_SOURCE MATERIAL_
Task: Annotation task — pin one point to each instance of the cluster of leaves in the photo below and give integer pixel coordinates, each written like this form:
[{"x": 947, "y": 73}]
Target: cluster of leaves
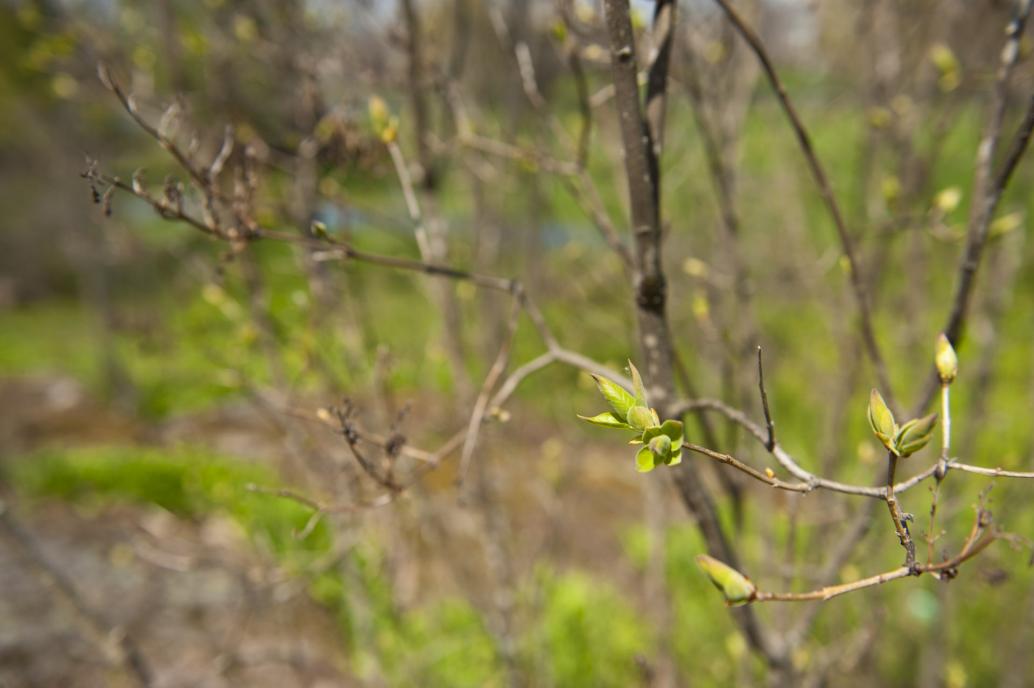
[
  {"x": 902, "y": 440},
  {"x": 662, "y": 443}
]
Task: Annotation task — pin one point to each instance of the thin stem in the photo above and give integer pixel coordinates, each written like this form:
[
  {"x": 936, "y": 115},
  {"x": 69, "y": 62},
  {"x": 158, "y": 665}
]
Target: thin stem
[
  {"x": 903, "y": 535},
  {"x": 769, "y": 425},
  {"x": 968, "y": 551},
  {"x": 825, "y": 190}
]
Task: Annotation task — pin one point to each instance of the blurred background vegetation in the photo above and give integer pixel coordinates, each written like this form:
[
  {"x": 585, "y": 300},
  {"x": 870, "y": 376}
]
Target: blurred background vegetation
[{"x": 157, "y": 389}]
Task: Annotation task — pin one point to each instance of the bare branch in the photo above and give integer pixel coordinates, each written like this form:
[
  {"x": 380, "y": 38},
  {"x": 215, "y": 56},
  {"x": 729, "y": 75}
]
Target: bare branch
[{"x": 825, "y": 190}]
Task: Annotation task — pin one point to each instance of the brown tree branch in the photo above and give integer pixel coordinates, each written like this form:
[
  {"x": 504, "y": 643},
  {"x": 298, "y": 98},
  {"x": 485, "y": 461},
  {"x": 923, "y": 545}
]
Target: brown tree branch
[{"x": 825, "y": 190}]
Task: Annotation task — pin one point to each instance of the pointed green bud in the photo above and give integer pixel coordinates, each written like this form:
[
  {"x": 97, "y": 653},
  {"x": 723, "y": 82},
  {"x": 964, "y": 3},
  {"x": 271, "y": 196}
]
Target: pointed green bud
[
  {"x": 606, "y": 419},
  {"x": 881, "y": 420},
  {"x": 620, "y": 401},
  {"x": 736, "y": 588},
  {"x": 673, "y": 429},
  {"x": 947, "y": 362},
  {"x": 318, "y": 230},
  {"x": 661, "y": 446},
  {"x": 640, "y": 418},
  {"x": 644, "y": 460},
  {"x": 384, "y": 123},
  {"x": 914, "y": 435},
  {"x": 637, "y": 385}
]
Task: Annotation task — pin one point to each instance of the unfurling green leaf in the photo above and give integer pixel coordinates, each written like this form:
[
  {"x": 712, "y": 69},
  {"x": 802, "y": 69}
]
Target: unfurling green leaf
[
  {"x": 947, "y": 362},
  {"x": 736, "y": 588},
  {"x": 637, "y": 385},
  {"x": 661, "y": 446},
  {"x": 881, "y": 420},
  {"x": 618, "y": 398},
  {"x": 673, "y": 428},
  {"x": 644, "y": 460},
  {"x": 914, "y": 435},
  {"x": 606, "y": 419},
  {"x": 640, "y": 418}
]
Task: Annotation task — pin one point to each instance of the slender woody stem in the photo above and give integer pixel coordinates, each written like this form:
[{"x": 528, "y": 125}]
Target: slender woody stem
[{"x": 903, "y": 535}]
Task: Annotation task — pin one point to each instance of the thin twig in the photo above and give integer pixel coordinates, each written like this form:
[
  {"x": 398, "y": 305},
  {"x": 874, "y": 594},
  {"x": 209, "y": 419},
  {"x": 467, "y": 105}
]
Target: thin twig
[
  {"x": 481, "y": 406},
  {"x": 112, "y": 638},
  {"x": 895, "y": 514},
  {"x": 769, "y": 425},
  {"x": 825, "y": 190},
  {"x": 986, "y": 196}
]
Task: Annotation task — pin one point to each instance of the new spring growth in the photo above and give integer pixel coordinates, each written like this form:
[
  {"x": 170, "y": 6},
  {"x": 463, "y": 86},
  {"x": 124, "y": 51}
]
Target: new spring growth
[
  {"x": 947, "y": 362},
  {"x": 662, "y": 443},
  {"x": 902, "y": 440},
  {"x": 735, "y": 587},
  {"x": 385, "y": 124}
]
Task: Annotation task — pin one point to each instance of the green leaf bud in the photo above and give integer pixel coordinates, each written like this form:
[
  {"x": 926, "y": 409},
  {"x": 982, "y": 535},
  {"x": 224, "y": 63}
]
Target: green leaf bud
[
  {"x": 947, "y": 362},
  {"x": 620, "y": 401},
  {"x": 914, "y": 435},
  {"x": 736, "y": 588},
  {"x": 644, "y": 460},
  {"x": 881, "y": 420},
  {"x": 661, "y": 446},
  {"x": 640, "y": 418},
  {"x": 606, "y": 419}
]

_WHAT IS BEING ASKED_
Copy out the entries verbatim and leave the images out.

_SOLUTION TO THIS TASK_
Task: Annotation task — pin one point to each instance of the cluster of leaves in the photo below and give integer pixel coordinates, each written like this form:
[{"x": 947, "y": 73}]
Target: cluster of leaves
[
  {"x": 902, "y": 440},
  {"x": 662, "y": 443}
]
Task: Annotation task — pin one point to each instance of the thin stem in the photo above and give integer pixel coordinates, each written like this form:
[
  {"x": 936, "y": 115},
  {"x": 69, "y": 62},
  {"x": 158, "y": 665}
]
Target: thin stem
[
  {"x": 903, "y": 535},
  {"x": 769, "y": 425},
  {"x": 968, "y": 551},
  {"x": 825, "y": 190}
]
Task: Annotation task — pin one point to each instance of the blurred background vegetation in the photo above and give integer pixel coordinates, each written like this form:
[
  {"x": 585, "y": 300},
  {"x": 870, "y": 376}
]
Target: blurred background vegetation
[{"x": 157, "y": 389}]
Task: Annotation task — pin one point to each instance of the bare branch in the photo above and give integer pixel coordinates, each written like this form:
[
  {"x": 380, "y": 38},
  {"x": 215, "y": 56},
  {"x": 729, "y": 75}
]
Target: bare branch
[{"x": 825, "y": 190}]
Task: Annotation task — pin one point to each instance of the brown tree branch in the photo above and give integer pixel coordinates, each written like this form:
[
  {"x": 504, "y": 643},
  {"x": 298, "y": 98},
  {"x": 485, "y": 461},
  {"x": 923, "y": 545}
]
Target: brown tree branch
[{"x": 825, "y": 190}]
Task: Annotation task — pin one point to each instance of the pointed green bud in the photo above and give integer pixel coordinates, each written like this form:
[
  {"x": 97, "y": 653},
  {"x": 723, "y": 82},
  {"x": 964, "y": 3},
  {"x": 271, "y": 196}
]
Target: pointed green bud
[
  {"x": 606, "y": 419},
  {"x": 881, "y": 420},
  {"x": 620, "y": 401},
  {"x": 736, "y": 588},
  {"x": 673, "y": 429},
  {"x": 947, "y": 362},
  {"x": 318, "y": 230},
  {"x": 661, "y": 446},
  {"x": 640, "y": 418},
  {"x": 644, "y": 460},
  {"x": 384, "y": 123},
  {"x": 914, "y": 435},
  {"x": 637, "y": 385}
]
Task: Annotation task — pin one point to each instance of the unfurling green leaf in the photo above and give integer pixel coordinates, each written like this form:
[
  {"x": 712, "y": 69},
  {"x": 802, "y": 69}
]
Target: unfurling green leaf
[
  {"x": 947, "y": 362},
  {"x": 736, "y": 588},
  {"x": 637, "y": 385},
  {"x": 661, "y": 446},
  {"x": 881, "y": 420},
  {"x": 618, "y": 398},
  {"x": 673, "y": 428},
  {"x": 644, "y": 460},
  {"x": 914, "y": 435},
  {"x": 606, "y": 419},
  {"x": 640, "y": 418}
]
Task: Annotation task — pin one point to each instance of the slender woody stem in the photo above and give integer pixel coordinates, each written like this form:
[{"x": 528, "y": 125}]
Target: slender woody stem
[{"x": 903, "y": 535}]
Task: Annotation task — pin one point to each instance of the thin twig in the photo above and give integer pixel coordinates, each written like this form:
[
  {"x": 398, "y": 305},
  {"x": 874, "y": 594},
  {"x": 209, "y": 419},
  {"x": 467, "y": 105}
]
Target: thin twig
[
  {"x": 481, "y": 406},
  {"x": 112, "y": 638},
  {"x": 895, "y": 514},
  {"x": 769, "y": 425},
  {"x": 825, "y": 190},
  {"x": 986, "y": 196}
]
Task: Annotation task — pin one point to each instance of the new spring growth in the photo above and give integer pixel coordinates, each written like this form:
[
  {"x": 170, "y": 6},
  {"x": 463, "y": 86},
  {"x": 124, "y": 51}
]
Target: new spring growth
[
  {"x": 947, "y": 362},
  {"x": 662, "y": 443},
  {"x": 902, "y": 440},
  {"x": 735, "y": 587},
  {"x": 385, "y": 124}
]
Task: Annotation task — pin one point to each instance of the green leaf bud in the photo above and give integer pixel coordinates, each written like this form:
[
  {"x": 926, "y": 409},
  {"x": 982, "y": 535},
  {"x": 224, "y": 63}
]
Target: green leaf bud
[
  {"x": 947, "y": 362},
  {"x": 620, "y": 401},
  {"x": 914, "y": 435},
  {"x": 736, "y": 588},
  {"x": 644, "y": 460},
  {"x": 881, "y": 420},
  {"x": 661, "y": 446},
  {"x": 640, "y": 418},
  {"x": 606, "y": 419}
]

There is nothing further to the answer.